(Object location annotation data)
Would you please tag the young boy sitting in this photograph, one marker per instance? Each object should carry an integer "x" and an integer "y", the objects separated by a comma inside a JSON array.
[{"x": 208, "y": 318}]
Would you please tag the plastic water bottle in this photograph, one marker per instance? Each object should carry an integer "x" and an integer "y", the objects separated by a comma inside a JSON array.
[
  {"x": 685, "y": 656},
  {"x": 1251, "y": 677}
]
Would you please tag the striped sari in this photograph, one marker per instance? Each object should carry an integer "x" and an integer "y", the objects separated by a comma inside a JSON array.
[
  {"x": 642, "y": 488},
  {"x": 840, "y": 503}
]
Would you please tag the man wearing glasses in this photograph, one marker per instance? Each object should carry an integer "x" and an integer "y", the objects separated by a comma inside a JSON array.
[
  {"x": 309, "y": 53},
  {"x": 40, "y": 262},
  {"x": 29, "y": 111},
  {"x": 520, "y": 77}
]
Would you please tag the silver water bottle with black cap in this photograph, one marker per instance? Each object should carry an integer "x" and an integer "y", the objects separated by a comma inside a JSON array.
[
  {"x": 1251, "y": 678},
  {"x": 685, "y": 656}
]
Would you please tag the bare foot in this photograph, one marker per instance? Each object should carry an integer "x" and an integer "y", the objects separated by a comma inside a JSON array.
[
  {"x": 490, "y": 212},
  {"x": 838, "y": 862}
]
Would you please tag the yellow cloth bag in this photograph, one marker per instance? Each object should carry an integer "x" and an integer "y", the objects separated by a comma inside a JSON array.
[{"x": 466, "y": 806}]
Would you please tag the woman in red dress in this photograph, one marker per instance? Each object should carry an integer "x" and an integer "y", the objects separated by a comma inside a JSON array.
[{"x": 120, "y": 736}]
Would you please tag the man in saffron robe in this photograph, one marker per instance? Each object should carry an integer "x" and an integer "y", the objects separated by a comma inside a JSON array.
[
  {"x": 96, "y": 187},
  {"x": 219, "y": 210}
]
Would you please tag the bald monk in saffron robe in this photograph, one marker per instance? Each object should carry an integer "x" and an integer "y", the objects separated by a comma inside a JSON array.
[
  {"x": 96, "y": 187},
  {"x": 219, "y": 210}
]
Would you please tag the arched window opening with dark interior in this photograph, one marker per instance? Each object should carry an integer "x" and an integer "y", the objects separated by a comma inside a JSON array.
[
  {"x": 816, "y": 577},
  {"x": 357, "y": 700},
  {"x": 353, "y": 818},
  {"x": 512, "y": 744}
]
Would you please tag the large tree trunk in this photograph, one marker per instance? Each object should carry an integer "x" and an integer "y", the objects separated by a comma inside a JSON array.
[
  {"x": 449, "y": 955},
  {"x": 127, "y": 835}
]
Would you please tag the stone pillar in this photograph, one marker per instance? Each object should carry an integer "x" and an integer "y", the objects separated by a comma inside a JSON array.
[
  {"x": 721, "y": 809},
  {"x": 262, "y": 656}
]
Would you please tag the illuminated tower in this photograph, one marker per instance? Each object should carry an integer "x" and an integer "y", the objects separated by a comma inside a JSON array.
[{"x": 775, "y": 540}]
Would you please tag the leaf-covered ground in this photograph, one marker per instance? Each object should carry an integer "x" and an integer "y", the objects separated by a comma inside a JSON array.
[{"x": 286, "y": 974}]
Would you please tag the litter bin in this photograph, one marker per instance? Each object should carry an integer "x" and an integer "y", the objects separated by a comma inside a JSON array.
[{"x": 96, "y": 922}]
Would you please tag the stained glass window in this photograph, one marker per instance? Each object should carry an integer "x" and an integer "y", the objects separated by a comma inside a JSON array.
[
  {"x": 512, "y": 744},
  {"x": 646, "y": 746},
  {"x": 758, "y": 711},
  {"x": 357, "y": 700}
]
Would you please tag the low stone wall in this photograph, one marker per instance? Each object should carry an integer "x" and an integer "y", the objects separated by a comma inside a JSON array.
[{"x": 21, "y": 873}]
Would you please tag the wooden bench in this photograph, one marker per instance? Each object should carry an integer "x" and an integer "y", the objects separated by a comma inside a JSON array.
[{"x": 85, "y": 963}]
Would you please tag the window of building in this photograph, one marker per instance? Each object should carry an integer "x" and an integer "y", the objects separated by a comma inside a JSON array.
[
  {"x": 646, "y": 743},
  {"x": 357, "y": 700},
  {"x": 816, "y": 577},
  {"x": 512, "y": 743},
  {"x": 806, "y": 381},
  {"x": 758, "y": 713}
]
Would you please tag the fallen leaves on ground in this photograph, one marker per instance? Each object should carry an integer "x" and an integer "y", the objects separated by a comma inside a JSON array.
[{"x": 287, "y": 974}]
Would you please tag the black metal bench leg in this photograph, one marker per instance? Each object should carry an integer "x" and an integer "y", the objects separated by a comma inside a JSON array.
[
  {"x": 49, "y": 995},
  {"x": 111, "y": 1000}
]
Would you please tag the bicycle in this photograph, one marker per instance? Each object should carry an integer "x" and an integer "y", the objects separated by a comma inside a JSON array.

# Aim of the task
Extract each line of the material exactly as it stands.

# Answer
Would you please tag the young boy sitting in this photograph, one marker per instance? Each object should carry an integer "x" and an integer "y", the objects separated by a comma inside a JSON array.
[{"x": 208, "y": 318}]
Would you please tag the plastic water bottle in this photograph, one marker per instance? Each object should carry an integer "x" and an integer "y", the objects separated by a comma inside a JSON array.
[
  {"x": 685, "y": 656},
  {"x": 1251, "y": 677}
]
Would you please tag the striped sari in this photograph, one marker per instance? Each object should carry an integer "x" and an integer "y", the objects separated by a comma inside a JSON array.
[
  {"x": 642, "y": 488},
  {"x": 840, "y": 503}
]
Would you please tag the man wearing glasses in this photograph, one marker per instance? Each object should carry an integer "x" and an integer "y", the objects separated by a comma inside a JSON array.
[
  {"x": 309, "y": 53},
  {"x": 40, "y": 262},
  {"x": 29, "y": 111},
  {"x": 520, "y": 77}
]
Would you please tag the silver water bottle with black cap in this photograph, one marker per instance? Each object should carry an integer "x" and an integer "y", the objects separated by a comma inside a JSON array.
[
  {"x": 1251, "y": 678},
  {"x": 685, "y": 656}
]
Would you please tag the bare foot in this photograph, one marker per instance? Each object should carry an integer "x" and an integer "y", the objects separated by a comma inside a JSON array.
[
  {"x": 490, "y": 212},
  {"x": 838, "y": 862}
]
Would you please tag the yellow cloth bag in this photograph, one marker per instance? Each object should carry an integer "x" and an integer "y", the objects separated by a comma inside a JSON array.
[{"x": 466, "y": 806}]
Would you please tag the woman in red dress in this photograph, one marker per instance? Each object should carry an integer "x" and an integer "y", the objects separated by a comma inside a JSON array.
[{"x": 120, "y": 736}]
Would you please tag the man in saffron robe in this photograph, one marker per instance? Each object should carry an integer "x" and an integer "y", the objects separated by a comma inside a JSON array.
[
  {"x": 96, "y": 187},
  {"x": 219, "y": 210}
]
Would you please tag the bald monk in saffron robe in this photograph, one marker per instance? Each object should carry an integer "x" and an integer "y", the objects separated by a comma inside a JSON array.
[
  {"x": 96, "y": 187},
  {"x": 219, "y": 210}
]
Would you please tag the arched window opening with dark interior in this photograph, one marker per instance? Each object should carry an integer "x" and an integer "y", the objects separated by a comma inside a JSON array.
[
  {"x": 816, "y": 577},
  {"x": 357, "y": 700},
  {"x": 353, "y": 818},
  {"x": 512, "y": 744}
]
Would you please tag the large tree trunk in this photograph, one marker per instance? Each object should carry an integer "x" and an integer "y", the objects separated by a comma inside a JSON array.
[
  {"x": 449, "y": 955},
  {"x": 127, "y": 835}
]
Would you please tag the stone pillar in this photograph, one marker per instance? Each object should carry an integer "x" and an integer "y", the objects separated by a comma inside a JSON array.
[
  {"x": 721, "y": 809},
  {"x": 262, "y": 656}
]
Would you please tag the illuminated tower in this photograph, one marker per instance? Each object should carry an integer "x" and an integer "y", the objects separated by a comma inside a JSON array.
[{"x": 775, "y": 540}]
Would you please tag the leaf-covered ground in this photograph, one marker per instance? Each object should carry an integer "x" and an integer "y", the objects separated by a comma inside a JSON array.
[{"x": 286, "y": 974}]
Would you please tag the litter bin in this photograph, one marker per instance? Each object should carry an integer "x" and an integer "y", the objects separated by a comma inside a JSON array.
[{"x": 96, "y": 922}]
Would you please tag the stained glass window in this photograph, one marker per instance? Each object should carry an integer "x" and an integer "y", the objects separated by a comma inside a JSON array.
[
  {"x": 512, "y": 744},
  {"x": 646, "y": 746},
  {"x": 758, "y": 711},
  {"x": 357, "y": 700}
]
Would you please tag the low stone wall in this photograph, one marker per instance? Each object should carry an integer "x" and an integer "y", the objects separated by a comma inside a JSON array.
[{"x": 21, "y": 873}]
Would you please tag the wooden bench in this photograph, one marker per instance? Each object should carry an integer "x" and an integer "y", the objects separated by a comma inside a JSON array.
[{"x": 85, "y": 963}]
Would you please tag the window of building in this photograph, one marker per instance? Each object should carry an integer "x" and an integer "y", the objects separated by a comma inside a JSON array.
[
  {"x": 646, "y": 743},
  {"x": 357, "y": 700},
  {"x": 816, "y": 577},
  {"x": 512, "y": 743},
  {"x": 806, "y": 381},
  {"x": 758, "y": 713}
]
Would you please tag the fallen leaves on ground in this photograph, one marker per instance? Each object should carry an integer "x" and an integer "y", the objects separated by a comma inside a JSON array.
[{"x": 287, "y": 974}]
Would you please tag the black metal bench leg in this photograph, one marker per instance? Each object should carry an integer "x" and an integer "y", the objects separated by a comma inside a JSON array.
[
  {"x": 49, "y": 995},
  {"x": 111, "y": 1000}
]
Would you please tag the bicycle in this photograph, one marker per instance? Each object should carry an integer "x" and an integer "y", the objects separated by a comma inside a JSON array.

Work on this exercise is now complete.